▶ _Instructions for the task_
Print every one of the records below verbatim, leaving out the pictures.

▶ _Material to process_
====
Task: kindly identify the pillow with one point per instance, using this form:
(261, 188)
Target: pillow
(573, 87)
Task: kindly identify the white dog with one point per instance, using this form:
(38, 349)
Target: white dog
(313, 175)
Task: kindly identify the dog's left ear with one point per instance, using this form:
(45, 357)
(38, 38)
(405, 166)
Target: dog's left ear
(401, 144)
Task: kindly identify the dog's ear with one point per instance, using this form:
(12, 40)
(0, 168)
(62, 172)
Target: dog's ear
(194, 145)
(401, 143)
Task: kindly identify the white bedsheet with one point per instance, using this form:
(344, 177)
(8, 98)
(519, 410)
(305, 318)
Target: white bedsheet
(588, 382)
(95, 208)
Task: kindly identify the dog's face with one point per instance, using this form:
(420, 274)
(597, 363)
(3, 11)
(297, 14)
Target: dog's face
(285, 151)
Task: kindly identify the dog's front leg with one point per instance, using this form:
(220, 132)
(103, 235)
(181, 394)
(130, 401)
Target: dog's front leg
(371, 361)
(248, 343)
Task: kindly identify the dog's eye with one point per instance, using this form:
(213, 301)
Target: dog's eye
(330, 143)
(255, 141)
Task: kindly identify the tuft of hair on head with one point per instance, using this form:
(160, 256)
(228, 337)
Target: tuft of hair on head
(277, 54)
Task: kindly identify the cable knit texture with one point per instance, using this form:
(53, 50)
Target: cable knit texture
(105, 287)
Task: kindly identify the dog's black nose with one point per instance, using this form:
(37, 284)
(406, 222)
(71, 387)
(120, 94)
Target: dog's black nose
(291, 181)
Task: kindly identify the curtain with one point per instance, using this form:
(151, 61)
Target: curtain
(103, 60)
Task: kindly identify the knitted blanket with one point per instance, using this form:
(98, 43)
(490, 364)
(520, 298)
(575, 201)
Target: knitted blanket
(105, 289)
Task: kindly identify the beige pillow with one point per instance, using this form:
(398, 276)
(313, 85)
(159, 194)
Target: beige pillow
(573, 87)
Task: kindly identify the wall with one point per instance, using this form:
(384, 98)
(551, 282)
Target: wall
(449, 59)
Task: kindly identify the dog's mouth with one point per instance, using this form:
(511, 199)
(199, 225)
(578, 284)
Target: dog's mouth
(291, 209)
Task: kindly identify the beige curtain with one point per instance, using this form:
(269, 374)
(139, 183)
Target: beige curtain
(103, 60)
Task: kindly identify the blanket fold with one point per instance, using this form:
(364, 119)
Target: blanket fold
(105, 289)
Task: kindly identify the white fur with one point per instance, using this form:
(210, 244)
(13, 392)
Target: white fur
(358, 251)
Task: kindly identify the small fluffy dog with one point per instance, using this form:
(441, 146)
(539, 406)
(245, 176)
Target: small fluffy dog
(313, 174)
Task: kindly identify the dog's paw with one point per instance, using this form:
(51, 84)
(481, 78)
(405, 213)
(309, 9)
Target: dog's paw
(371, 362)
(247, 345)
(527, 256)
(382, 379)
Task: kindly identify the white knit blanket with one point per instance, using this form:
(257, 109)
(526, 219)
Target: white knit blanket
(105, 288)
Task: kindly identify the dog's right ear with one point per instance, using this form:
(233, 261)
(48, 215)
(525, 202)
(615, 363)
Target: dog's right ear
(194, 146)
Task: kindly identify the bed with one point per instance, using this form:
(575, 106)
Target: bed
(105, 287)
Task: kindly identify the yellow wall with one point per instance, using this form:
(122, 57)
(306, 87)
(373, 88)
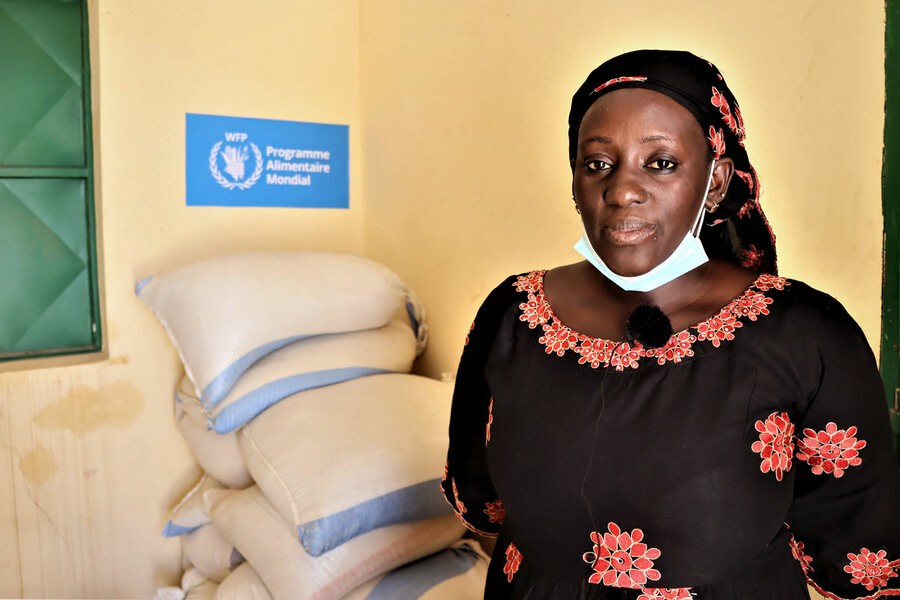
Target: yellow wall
(460, 177)
(464, 114)
(90, 460)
====
▶ _The result_
Task: kindly identify the pillow with one point per instance, using this form:
(261, 188)
Target: pillow
(573, 87)
Task: kindly identify the white dog with one point per instance, using this form:
(38, 349)
Target: white dog
(313, 175)
Task: kindly identify the dog's left ear with one point per instance, using this form:
(45, 357)
(38, 38)
(405, 166)
Target: dog's left ear
(401, 144)
Task: kindly identify the dog's ear with one point per instance, using this form:
(12, 40)
(0, 168)
(62, 172)
Target: dog's ear
(194, 145)
(401, 143)
Task: kindly identify the white bedsheet with one point per instance, using this form:
(344, 177)
(8, 98)
(519, 410)
(305, 318)
Target: white bedsheet
(588, 382)
(95, 208)
Task: kindly identify the dog's face with one point per instance, using this form:
(420, 274)
(597, 363)
(3, 11)
(297, 14)
Target: dog's face
(285, 151)
Task: kindly identify the dog's front leg with one point per instance, using this form:
(220, 132)
(103, 235)
(181, 394)
(130, 401)
Target: dog's front leg
(371, 361)
(248, 343)
Task: kindly identify the dog's eye with one point per instance, using this form:
(213, 301)
Target: dog's eye
(330, 143)
(255, 141)
Task: kindly identify the tuft of hair on head with one point per instance, using this form:
(160, 256)
(228, 337)
Target: tuft of hair on head
(277, 54)
Task: kindly identify the cable knit texture with one point per instance, using this form:
(53, 50)
Target: cable knit texture
(105, 287)
Task: kindly identify the dog's black nose with one point per instance, using this form:
(37, 284)
(406, 222)
(71, 387)
(120, 94)
Target: dog's black nose
(291, 181)
Task: kindly identify the curtain with one point per instance, using this form:
(151, 61)
Target: curtain
(103, 60)
Task: kindly identify the knitted blanket with one point per instance, using this form:
(98, 43)
(490, 364)
(520, 298)
(575, 201)
Target: knitted blanket
(105, 289)
Task: kindly identify the beige pillow with one point per instance, using this form:
(398, 276)
(313, 85)
(159, 194)
Target: beige pillow
(573, 87)
Task: kindly identify the wall with one point per instance, using this form:
(384, 98)
(551, 282)
Target: wall
(449, 59)
Task: kindly identify the dog's mouth with one point per instance, using this form:
(511, 199)
(199, 225)
(578, 284)
Target: dog's mouth
(291, 209)
Task: kindly identify the beige curtain with one point per instance, using this form:
(269, 374)
(139, 183)
Target: beige curtain
(103, 60)
Task: kindly identify the blanket fold with one point per instance, using this form:
(364, 119)
Target: blanket fold
(105, 289)
Task: kindly identify the white fur with one point per instance, using this form:
(210, 244)
(13, 392)
Target: white fur
(358, 251)
Task: kindly identify the small fluffy dog with one point per instance, using this form:
(441, 146)
(539, 406)
(245, 176)
Target: small fluffy dog
(313, 174)
Task: kindly identify the dog's paw with one point per instance, using this form:
(51, 84)
(481, 78)
(405, 213)
(309, 9)
Target: dog's paw
(371, 362)
(247, 345)
(527, 256)
(382, 379)
Task: kindly identify the white knit blanket with one point per instance, using this form:
(257, 109)
(526, 219)
Target: white knit blanket
(105, 288)
Task: kindly identify the dog's right ear with one point per instance, using this form:
(233, 261)
(48, 215)
(525, 202)
(615, 363)
Target: dog's right ear
(194, 146)
Task: kindly identify the bed with one point per instance, using this form:
(575, 106)
Target: bed
(105, 287)
Task: kindly identify the yellow wall with one point per instance, using this form:
(122, 57)
(306, 87)
(373, 88)
Target: yellow wall
(460, 177)
(464, 114)
(90, 460)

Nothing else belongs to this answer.